# REQUIRED ACTION 1:
In the holiday heart syndrome article, swap "alcohol" for "liquor" and give the passage from "Three people put" up to and including "on the stress.".
# REQUIRED ACTION 2:
Name every kind of trip the holiday heart syndrome article says adds to seasonal stress.
# REQUIRED ACTION 3:
Continue the holiday heart syndrome article after its final sentence.

# TEXT EXCERPT:
Three people put their glasses of wine together for a toast. They appear to be celebrating a holiday.
Binging on alcohol and indulging on holiday treats may lead to heart problems. (For Spectrum Health Beat)

With all the warm cheer of the holidays, are you putting your health on ice?

Jammed calendars mean less sleep, more caffeine and too much of the wrong kinds of food. Holiday parties, too, can quickly add up to too much alcohol.

Add in trips to the in-laws, vacation getaways and air travel—and it’s not hard to see how a blur of seasonal festivities can pile on the stress.

When that tinsel turns to turmoil, it can trigger a condition known as holiday heart syndrome.

It’s a recognized medical condition and it’s anything but merry and bright.

If you’re an otherwise healthy person, it feels like your heart is racing or beating irregularly.

We all think of too much alcohol as toxic to the liver, but it can also be directly toxic to the heart muscle.

Holiday heart arrhythmia most often resolves itself after the body has rid itself of alcohol, or after you’ve received an IV drip to restore hydration.

But in some cases, this condition can increase the risk of stroke.

# DATA SHOWN:
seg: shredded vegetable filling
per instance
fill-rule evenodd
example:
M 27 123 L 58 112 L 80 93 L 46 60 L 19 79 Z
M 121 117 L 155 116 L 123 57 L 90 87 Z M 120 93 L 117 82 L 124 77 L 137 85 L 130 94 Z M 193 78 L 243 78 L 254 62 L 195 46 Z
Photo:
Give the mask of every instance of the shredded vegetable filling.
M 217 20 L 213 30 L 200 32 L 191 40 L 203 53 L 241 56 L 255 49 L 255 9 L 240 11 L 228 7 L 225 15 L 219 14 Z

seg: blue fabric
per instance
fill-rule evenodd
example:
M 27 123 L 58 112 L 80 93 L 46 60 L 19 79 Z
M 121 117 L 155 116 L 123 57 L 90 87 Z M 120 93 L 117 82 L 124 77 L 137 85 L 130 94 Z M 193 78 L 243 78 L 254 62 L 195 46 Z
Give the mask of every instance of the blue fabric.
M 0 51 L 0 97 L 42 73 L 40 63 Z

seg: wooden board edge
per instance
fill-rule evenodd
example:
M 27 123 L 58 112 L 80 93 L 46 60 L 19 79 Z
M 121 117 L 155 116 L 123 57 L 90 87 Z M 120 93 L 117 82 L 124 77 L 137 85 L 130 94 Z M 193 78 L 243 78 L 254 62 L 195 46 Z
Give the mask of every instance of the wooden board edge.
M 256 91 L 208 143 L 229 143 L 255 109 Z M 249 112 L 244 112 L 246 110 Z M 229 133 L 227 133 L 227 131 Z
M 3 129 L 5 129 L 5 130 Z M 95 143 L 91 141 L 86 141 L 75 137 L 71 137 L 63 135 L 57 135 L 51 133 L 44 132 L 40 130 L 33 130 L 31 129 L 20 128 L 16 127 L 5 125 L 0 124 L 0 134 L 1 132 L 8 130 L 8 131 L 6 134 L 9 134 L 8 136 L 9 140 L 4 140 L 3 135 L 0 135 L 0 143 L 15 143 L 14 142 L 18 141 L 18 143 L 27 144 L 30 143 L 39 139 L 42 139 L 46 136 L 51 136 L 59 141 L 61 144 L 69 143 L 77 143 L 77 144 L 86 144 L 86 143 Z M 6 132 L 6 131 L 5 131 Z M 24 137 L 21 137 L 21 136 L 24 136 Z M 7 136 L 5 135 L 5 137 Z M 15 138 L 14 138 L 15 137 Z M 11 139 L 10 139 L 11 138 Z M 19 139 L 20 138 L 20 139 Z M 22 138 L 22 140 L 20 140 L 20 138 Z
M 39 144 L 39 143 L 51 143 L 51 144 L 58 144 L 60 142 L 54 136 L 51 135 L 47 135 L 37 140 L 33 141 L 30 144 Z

# RESPONSE BOX 1:
Three people put their glasses of wine together for a toast. They appear to be celebrating a holiday.
Binging on liquor and indulging on holiday treats may lead to heart problems. (For Spectrum Health Beat)

With all the warm cheer of the holidays, are you putting your health on ice?

Jammed calendars mean less sleep, more caffeine and too much of the wrong kinds of food. Holiday parties, too, can quickly add up to too much liquor.

Add in trips to the in-laws, vacation getaways and air travel—and it’s not hard to see how a blur of seasonal festivities can pile on the stress.

# RESPONSE BOX 2:
trips to the in-laws, vacation getaways, air travel

# RESPONSE BOX 3:
Holiday heart syndrome can occasionally occur in people who have consumed little or no alcohol—so everyone should be aware of its symptoms.

“One specific recommendation I can make to prevent holiday heart and other potential risks is to avoid vodka drinks mixed with Red Bull or other energy beverages,” Spectrum Health electrophysiologist Darryl Elmouchi, MD, said. “There is a growing consensus that the combination can cause significant negative effects on how you feel—and potentially increase health risks, including risks to the heart.”

The best gift you can give yourself is the gift of moderation, Dr. Elmouchi said.

“Enjoy your time with family and friends and even your favorite indulgences, but do so reasonably,” he said. “You’ll have just as much fun and you’ll feel better all the way through.”